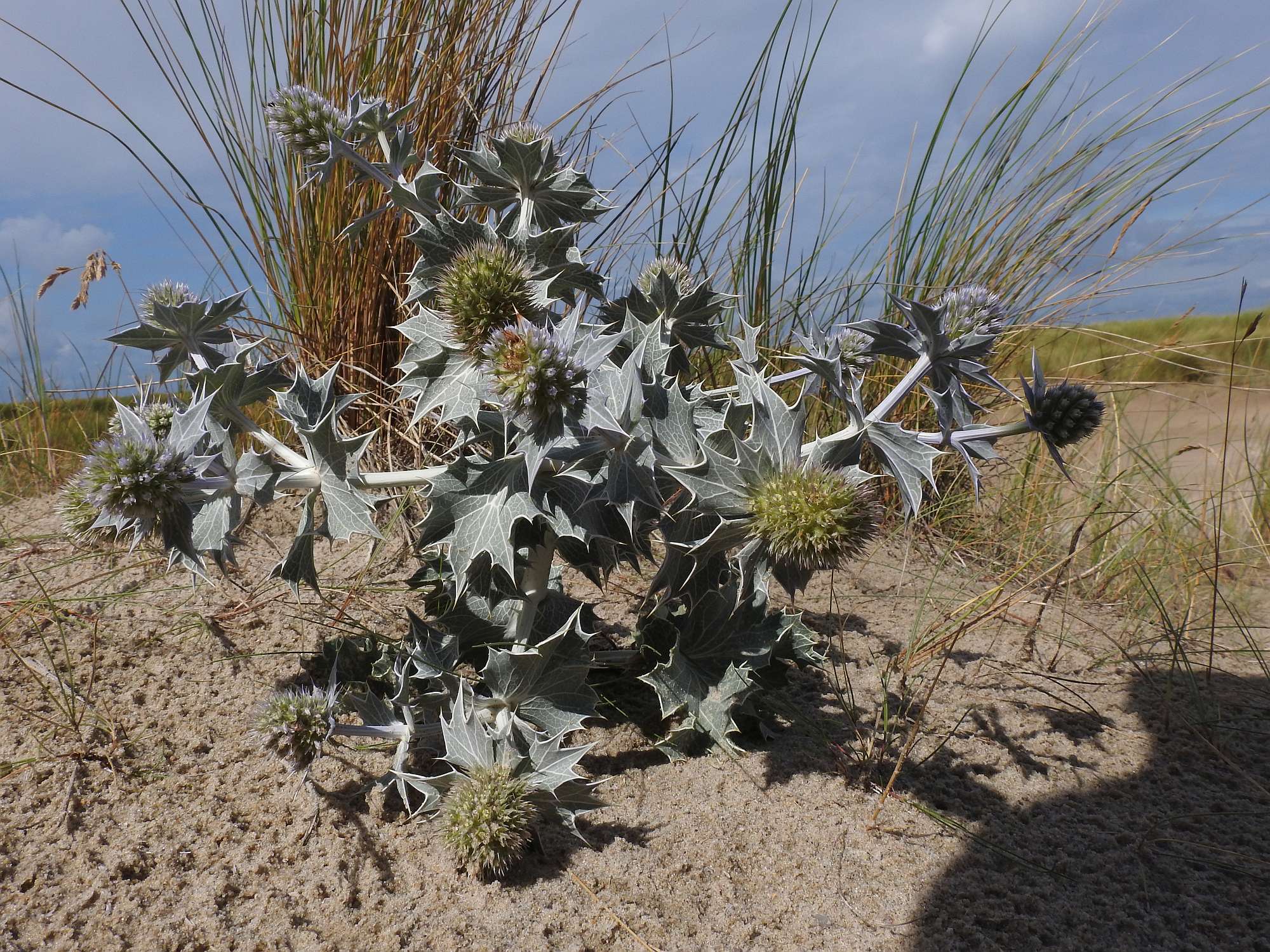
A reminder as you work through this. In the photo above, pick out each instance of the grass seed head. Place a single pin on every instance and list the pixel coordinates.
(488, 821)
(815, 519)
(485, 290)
...
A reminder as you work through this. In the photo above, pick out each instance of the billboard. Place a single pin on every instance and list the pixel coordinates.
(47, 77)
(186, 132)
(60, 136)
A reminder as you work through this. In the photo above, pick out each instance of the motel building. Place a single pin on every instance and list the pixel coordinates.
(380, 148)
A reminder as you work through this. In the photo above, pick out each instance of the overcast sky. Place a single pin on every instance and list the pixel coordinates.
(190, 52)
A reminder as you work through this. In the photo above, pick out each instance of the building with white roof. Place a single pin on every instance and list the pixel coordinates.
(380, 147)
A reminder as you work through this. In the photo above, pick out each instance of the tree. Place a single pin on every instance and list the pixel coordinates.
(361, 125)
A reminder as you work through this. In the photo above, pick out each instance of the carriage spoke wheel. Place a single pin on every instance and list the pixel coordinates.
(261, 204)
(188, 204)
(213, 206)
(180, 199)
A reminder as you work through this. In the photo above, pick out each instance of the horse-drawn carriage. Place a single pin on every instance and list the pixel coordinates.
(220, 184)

Instruction:
Which of the lines above contain the word "building"? Show each of them in full.

Solution for this task:
A reminder as you work through this. In the photo above, pick out each instance of the motel building. Place a single pin on every instance and list the pixel coordinates.
A reminder as you work through this. In the photo above, pick out each instance of the building with white roof. Place a single pin on every instance and list the pixel coordinates.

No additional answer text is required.